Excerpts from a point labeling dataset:
>>>>>

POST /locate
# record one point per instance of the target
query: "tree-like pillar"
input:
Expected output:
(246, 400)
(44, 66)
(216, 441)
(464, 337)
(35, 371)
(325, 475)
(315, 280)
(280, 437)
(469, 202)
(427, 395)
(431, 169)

<<<<<

→ **Task prompt**
Copy the records above word for word.

→ **Expected answer**
POST /locate
# record one point per instance of the target
query: "tree-like pillar"
input:
Expected output:
(246, 400)
(44, 66)
(216, 441)
(464, 337)
(35, 371)
(325, 475)
(315, 280)
(280, 437)
(469, 202)
(427, 395)
(431, 169)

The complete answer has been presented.